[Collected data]
********************

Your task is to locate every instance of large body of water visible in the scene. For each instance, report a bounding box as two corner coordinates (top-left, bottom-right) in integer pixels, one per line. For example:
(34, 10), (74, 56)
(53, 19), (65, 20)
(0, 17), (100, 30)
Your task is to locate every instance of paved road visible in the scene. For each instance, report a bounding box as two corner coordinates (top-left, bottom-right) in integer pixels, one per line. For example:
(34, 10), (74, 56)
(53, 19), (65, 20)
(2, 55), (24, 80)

********************

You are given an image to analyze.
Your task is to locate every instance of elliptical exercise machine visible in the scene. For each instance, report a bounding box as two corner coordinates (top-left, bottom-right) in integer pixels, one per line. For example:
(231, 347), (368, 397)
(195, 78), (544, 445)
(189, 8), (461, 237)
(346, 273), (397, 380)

********************

Search term "every": return each line of the data that contains it.

Your task is to locate every instance of large body of water visible in the scene. For each instance, report a bounding box as two corner coordinates (top-left, bottom-right) in integer pixels, one per line. For example:
Your task is to locate every instance of paved road visible in the scene. For each instance, report a bounding box as two corner coordinates (top-left, bottom-right) in integer pixels, one per line. For example:
Your task is to locate every instance of elliptical exercise machine visible in the scene. For each instance, report a bounding box as two corner coordinates (top-left, bottom-right) in integer pixels, one per line. For example:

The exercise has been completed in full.